◆ INFORMATION GIVEN:
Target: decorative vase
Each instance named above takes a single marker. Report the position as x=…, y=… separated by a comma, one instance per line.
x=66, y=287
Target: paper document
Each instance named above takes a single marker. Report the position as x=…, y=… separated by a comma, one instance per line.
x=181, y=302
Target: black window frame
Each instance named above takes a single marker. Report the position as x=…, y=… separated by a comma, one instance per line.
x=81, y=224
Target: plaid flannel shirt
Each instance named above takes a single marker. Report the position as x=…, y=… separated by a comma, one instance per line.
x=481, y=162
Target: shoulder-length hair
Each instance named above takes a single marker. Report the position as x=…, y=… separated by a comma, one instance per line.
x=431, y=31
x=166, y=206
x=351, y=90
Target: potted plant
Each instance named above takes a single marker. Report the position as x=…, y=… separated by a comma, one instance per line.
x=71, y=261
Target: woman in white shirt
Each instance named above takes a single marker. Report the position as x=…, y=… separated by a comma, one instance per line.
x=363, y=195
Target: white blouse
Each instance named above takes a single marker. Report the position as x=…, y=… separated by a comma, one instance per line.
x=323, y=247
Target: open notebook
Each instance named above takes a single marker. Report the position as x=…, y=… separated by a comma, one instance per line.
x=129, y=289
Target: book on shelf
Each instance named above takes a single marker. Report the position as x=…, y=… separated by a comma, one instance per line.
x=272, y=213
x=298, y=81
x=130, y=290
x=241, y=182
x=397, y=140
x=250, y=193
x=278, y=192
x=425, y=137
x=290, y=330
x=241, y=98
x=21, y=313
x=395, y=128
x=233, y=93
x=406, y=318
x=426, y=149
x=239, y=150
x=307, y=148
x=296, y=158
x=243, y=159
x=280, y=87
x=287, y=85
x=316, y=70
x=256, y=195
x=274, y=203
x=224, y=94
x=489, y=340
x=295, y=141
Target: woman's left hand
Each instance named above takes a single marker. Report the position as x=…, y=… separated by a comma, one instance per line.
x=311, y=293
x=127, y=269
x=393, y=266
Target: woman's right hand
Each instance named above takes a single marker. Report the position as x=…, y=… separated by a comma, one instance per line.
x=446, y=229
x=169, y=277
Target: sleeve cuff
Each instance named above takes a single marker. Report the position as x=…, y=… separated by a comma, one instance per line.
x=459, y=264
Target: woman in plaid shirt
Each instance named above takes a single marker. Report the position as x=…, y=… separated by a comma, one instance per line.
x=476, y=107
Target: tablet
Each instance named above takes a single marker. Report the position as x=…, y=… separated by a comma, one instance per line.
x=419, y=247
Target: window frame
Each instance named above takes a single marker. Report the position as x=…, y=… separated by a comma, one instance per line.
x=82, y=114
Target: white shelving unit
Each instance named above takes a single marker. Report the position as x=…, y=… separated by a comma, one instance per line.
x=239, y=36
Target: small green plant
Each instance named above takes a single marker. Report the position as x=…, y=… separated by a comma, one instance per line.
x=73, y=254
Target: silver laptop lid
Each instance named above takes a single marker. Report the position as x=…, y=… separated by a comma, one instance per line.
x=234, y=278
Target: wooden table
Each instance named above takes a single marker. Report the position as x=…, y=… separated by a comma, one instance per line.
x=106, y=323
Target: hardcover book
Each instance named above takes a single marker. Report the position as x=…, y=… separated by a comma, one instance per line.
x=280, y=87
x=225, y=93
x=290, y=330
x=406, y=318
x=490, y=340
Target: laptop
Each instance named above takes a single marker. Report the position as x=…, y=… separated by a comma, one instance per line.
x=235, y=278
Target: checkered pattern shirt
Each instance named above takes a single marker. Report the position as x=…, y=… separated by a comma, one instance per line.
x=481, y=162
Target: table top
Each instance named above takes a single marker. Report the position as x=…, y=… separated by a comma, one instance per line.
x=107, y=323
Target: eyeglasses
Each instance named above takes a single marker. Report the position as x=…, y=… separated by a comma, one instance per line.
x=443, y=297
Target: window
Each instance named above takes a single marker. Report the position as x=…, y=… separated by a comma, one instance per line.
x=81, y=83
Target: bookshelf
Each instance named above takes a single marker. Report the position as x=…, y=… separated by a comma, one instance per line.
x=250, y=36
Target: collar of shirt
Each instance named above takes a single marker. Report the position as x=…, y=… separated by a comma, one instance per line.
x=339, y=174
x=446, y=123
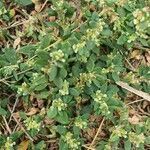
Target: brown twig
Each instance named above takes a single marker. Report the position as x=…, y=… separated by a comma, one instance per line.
x=21, y=126
x=43, y=5
x=7, y=126
x=14, y=106
x=142, y=94
x=97, y=133
x=136, y=101
x=88, y=147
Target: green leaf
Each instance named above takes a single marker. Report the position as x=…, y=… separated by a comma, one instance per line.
x=90, y=65
x=62, y=72
x=10, y=55
x=3, y=112
x=115, y=76
x=24, y=2
x=127, y=145
x=39, y=83
x=121, y=40
x=52, y=72
x=58, y=82
x=62, y=117
x=52, y=112
x=46, y=41
x=74, y=92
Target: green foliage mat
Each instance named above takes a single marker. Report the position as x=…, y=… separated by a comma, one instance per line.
x=59, y=64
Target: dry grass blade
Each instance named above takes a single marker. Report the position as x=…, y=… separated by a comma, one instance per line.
x=7, y=126
x=142, y=94
x=96, y=135
x=20, y=125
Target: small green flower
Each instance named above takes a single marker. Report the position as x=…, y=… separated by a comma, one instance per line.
x=65, y=88
x=23, y=90
x=137, y=139
x=9, y=144
x=72, y=142
x=59, y=104
x=57, y=56
x=80, y=123
x=79, y=46
x=99, y=96
x=30, y=124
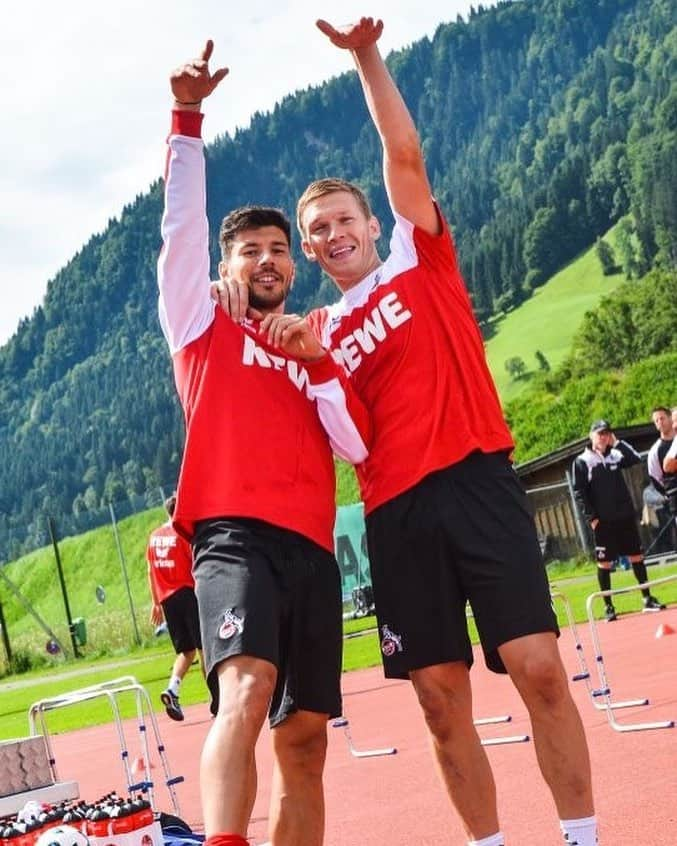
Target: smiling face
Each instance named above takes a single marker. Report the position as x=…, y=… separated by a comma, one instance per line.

◆ SHORT PROBLEM: Could you print every line of the data above, unchanged and in the same order, but without the pictures?

◆ CORRECT RESPONSE:
Target: decorative vase
Each instance named above takes a single marker. Report the position as x=…, y=… separated by a comma, one instance per line.
x=66, y=287
Target: paper document
Each instance named above takes a single marker. Report the position as x=…, y=… separated by a comma, one instance per line.
x=181, y=302
Target: black window frame
Each instance named above takes a single marker. Report the position as x=…, y=… separated by a comma, one instance per line.
x=81, y=224
Target: plaid flannel shirt
Each instance named above takes a single marker. Report the position as x=…, y=… separated by a comma, one instance per line.
x=481, y=162
Target: shoulder-length hair
Each instance named above takes a single marker. Report the position as x=…, y=… separated by a comma, one instance per line.
x=431, y=31
x=166, y=206
x=351, y=90
Target: potted plant
Each instance named above takes a single marker. Report the position as x=…, y=… separated by a comma, one instance per line.
x=71, y=261
Target: woman in white shirt
Each instance named above takes a single marker. Report the position as x=…, y=… separated by a comma, one instance per line.
x=363, y=195
Target: white blouse
Each instance named above takes a single marker. Report the position as x=…, y=… separated by a comma, one instance per line.
x=323, y=247
Target: open notebook
Each instance named above takes a single marker. Report the position as x=…, y=… separated by a comma, one instance per line.
x=129, y=289
Target: book on shelf
Each instance named above takes a single marker. Report the position as x=…, y=… separated by a comma, one instance per line.
x=272, y=213
x=298, y=81
x=130, y=290
x=241, y=182
x=397, y=140
x=250, y=193
x=278, y=192
x=425, y=137
x=290, y=330
x=241, y=98
x=21, y=313
x=395, y=128
x=233, y=93
x=406, y=318
x=426, y=149
x=239, y=150
x=307, y=148
x=296, y=158
x=243, y=159
x=280, y=87
x=287, y=85
x=316, y=70
x=256, y=195
x=274, y=203
x=224, y=94
x=489, y=340
x=295, y=141
Target: woman's left hand
Each instance named above takes a single marker. Report the position as x=…, y=… separated by a comma, one instance per line.
x=311, y=293
x=127, y=269
x=393, y=266
Target: woman's right hand
Each instance named above takes a single marker. Report the position as x=…, y=… separated by a comma, one instance per line.
x=446, y=229
x=169, y=277
Target: sleeve cuff
Each instance named above takes a single marker. Report the position as x=…, y=… separated by a comma, one instance per line.
x=459, y=264
Target: woman in plaid shirt
Each instance named above takes a single marker. Report the position as x=…, y=… separated by a comma, one instance per line.
x=476, y=107
Target: tablet
Each instance named above takes a single marker. Report the position as x=…, y=… separated by a comma, one instance per line.
x=419, y=247
Target: window frame
Each instance named above takes a single marker. Report the position as x=…, y=… separated by a comma, one instance per line.
x=82, y=114
Target: white shelving unit
Each instance named above takes a single marker. Report the position as x=…, y=… separated by a comma, one instance per line.
x=239, y=36
Target: small green plant
Each instance named above takes a single marker. Report the position as x=…, y=… separated by a comma, one instance per line.
x=73, y=254
Target: silver laptop lid
Each instance named above takes a single marker. Report the position as x=…, y=… separated by a comma, one instance per line.
x=234, y=278
Target: wooden table
Each instance named above takes a single marker. Report the position as x=…, y=… separated by a comma, one instance per line.
x=106, y=323
Target: hardcover book
Each instance named above takes a single marker. Report the position as x=…, y=… separated by a comma, one instance per line.
x=280, y=87
x=225, y=93
x=290, y=330
x=406, y=318
x=490, y=340
Target: laptop
Each instance named above takes a single marker. Report the position as x=…, y=… separated by a comma, one instance per line.
x=235, y=278
Target: checkered pattern shirt
Each instance named above takes a single marker. Report the position as x=…, y=… separated by a comma, one instance per line.
x=481, y=162
Target: table top
Each instance named above takes a single marker. Report the position as x=…, y=… separated by a comma, one instance per line.
x=107, y=323
Target: eyeglasses
Each instance named above takes a single marker. Report the position as x=…, y=… separated by a comma, one instance per line.
x=443, y=297
Target: window
Each instance named above takes a single marker. Report the position as x=…, y=… separated by a comma, one instance per line.
x=81, y=83
Target: bookshelf
Each instance named above takes a single marker. Report the position as x=…, y=… separated by a comma, one instance per line.
x=250, y=36
Target: collar of shirt
Each instance named above takes a single marker. Report the position as x=…, y=… separated by a comma, one instance per line.
x=339, y=174
x=446, y=123
Target: brown twig
Each instance named above takes a single marker. Report the position as x=…, y=… separated by a comma, one instance per line.
x=21, y=126
x=43, y=5
x=7, y=126
x=14, y=106
x=142, y=94
x=97, y=133
x=136, y=101
x=88, y=147
Target: green leaf
Each instance named above takes a single marker. Report the position as x=…, y=… separated by a comma, one instance per line.
x=90, y=65
x=62, y=72
x=10, y=55
x=3, y=112
x=115, y=76
x=24, y=2
x=127, y=145
x=39, y=83
x=121, y=40
x=52, y=72
x=58, y=82
x=62, y=117
x=52, y=112
x=46, y=41
x=74, y=92
Target: green foliage mat
Each instance named above takes a single marker. Report the position as x=…, y=… separated by a comma, one instance per line.
x=59, y=64
Target: dry grass blade
Each instance named above takes a single marker. Report the position as x=…, y=… separated by a comma, one instance per line.
x=7, y=126
x=142, y=94
x=96, y=135
x=20, y=125
Target: small green flower
Each instance named above takes a single marker. Report the position as x=…, y=… separated by a comma, one instance per line.
x=65, y=88
x=23, y=90
x=137, y=139
x=9, y=144
x=72, y=142
x=59, y=104
x=57, y=56
x=80, y=123
x=79, y=46
x=99, y=96
x=30, y=124
Target: smiling face
Each instance named above takes a single marker. Report the position as x=…, y=… separated by a comma, one instance per line.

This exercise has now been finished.